═══ AVAILABLE RECORDS

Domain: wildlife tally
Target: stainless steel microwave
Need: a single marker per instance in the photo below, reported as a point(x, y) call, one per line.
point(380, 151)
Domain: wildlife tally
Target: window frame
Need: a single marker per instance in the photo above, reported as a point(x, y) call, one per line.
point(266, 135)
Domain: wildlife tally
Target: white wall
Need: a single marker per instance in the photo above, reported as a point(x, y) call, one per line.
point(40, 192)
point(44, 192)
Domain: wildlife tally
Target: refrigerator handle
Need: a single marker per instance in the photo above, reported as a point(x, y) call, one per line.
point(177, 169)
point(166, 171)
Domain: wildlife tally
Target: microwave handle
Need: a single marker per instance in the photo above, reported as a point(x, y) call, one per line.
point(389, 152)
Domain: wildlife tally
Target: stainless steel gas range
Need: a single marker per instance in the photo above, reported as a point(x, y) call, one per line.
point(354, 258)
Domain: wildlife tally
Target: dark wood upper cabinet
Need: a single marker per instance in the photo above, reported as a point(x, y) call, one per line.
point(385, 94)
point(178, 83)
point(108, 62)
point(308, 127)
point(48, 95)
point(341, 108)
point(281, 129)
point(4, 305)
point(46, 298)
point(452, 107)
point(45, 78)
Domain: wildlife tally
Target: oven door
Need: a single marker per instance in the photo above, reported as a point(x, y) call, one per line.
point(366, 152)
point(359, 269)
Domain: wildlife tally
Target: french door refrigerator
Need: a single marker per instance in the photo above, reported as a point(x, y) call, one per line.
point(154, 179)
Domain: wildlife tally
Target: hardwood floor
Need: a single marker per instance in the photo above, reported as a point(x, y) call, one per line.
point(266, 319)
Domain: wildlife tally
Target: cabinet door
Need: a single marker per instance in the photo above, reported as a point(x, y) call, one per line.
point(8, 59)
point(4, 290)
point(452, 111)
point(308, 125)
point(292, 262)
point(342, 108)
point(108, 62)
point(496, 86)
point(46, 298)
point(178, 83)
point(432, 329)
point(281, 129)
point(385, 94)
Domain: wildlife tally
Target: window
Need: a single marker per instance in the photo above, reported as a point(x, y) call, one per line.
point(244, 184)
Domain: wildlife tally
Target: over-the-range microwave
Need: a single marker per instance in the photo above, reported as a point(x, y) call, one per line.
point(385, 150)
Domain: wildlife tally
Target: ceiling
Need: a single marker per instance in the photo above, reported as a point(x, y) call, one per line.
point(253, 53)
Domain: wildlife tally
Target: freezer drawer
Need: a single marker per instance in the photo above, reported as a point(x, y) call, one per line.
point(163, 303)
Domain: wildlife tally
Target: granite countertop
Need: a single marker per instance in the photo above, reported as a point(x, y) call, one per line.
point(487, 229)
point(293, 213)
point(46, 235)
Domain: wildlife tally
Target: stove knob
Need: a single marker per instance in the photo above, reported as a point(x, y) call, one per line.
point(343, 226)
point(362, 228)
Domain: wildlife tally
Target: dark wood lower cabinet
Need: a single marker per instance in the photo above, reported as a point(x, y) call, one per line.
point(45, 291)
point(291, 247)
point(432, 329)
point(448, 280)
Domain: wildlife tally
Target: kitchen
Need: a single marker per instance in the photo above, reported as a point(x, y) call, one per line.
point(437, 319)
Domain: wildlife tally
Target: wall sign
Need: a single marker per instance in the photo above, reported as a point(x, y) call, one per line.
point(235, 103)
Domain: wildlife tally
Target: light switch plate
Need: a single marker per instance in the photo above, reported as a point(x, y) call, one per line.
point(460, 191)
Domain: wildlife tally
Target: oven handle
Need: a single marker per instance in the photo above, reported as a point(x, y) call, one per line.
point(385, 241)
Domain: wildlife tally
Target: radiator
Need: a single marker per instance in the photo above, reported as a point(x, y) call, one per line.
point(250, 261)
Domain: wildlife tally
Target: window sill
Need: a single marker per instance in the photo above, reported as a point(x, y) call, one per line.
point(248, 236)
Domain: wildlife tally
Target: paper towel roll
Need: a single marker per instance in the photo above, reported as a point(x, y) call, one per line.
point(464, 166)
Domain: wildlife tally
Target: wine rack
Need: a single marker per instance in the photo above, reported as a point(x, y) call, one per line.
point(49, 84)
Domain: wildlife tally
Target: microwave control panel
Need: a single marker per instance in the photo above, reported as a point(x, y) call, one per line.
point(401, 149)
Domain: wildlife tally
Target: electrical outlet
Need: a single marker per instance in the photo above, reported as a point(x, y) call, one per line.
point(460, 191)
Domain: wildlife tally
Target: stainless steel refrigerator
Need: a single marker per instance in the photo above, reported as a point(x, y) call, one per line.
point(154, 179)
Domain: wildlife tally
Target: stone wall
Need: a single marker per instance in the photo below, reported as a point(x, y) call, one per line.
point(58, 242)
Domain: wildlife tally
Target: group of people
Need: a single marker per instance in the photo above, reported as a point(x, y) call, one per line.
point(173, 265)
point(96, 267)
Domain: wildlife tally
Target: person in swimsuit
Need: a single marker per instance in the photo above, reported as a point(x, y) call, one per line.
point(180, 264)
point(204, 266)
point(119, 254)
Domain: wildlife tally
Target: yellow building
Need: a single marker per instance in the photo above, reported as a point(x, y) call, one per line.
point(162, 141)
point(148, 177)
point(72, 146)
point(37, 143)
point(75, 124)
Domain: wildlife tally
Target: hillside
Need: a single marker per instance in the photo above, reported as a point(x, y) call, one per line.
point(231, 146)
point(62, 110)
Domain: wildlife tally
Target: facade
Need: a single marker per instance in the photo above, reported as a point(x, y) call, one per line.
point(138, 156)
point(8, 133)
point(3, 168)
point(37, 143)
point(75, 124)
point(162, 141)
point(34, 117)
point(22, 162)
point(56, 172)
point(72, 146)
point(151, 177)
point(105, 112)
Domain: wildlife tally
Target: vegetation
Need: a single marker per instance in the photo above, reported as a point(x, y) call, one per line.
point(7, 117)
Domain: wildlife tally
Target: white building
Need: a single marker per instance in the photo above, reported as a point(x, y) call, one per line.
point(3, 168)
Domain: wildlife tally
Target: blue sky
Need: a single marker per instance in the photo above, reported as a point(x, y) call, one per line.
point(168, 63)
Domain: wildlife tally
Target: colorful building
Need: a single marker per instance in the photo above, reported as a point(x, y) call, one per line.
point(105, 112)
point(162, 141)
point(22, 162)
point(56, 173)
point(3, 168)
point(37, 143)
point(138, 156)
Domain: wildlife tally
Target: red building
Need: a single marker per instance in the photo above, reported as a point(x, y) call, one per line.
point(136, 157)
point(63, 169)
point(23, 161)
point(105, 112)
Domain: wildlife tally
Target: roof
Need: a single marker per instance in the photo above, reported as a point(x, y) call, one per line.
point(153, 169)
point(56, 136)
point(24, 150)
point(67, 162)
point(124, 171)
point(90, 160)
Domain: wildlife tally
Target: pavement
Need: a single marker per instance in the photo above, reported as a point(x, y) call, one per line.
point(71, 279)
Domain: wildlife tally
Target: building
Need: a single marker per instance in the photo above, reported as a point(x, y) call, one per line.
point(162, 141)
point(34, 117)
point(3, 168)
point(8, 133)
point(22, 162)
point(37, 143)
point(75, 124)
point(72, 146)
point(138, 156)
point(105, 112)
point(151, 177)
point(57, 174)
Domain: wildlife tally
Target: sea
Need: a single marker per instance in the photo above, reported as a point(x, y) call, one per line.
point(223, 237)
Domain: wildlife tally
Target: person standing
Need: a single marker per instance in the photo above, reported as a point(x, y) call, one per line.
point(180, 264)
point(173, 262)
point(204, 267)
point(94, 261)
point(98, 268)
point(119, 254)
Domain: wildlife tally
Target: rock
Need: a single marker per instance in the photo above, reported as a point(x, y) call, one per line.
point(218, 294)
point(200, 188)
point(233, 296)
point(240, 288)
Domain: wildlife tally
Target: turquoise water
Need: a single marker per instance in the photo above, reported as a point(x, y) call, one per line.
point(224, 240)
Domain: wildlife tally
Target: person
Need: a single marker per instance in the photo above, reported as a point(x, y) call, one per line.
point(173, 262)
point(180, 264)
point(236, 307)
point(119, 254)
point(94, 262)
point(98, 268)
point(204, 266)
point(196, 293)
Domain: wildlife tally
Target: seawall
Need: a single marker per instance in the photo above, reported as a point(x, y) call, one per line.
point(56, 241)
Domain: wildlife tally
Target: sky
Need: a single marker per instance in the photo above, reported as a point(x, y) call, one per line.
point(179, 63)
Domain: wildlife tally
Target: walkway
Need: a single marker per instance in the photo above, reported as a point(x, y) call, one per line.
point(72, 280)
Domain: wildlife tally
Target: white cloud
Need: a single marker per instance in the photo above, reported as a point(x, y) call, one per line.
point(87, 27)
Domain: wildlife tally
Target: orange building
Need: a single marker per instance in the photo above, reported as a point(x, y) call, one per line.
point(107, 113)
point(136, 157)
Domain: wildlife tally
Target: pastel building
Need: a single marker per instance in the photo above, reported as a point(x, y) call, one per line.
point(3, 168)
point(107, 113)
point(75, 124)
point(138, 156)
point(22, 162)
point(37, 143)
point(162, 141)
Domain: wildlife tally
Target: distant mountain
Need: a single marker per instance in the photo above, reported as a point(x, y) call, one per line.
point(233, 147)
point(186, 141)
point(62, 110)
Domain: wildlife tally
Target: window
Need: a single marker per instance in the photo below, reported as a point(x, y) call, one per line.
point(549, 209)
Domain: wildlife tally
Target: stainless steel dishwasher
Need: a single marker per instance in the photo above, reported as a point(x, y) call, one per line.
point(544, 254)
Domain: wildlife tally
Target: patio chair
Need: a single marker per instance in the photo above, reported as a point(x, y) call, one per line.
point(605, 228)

══════

▸ **AIM**: Report how many lines in the material above contain the string "handle" with matching case, and give only that number.

▸ **ANSWER TO THIS PROBLEM**: 3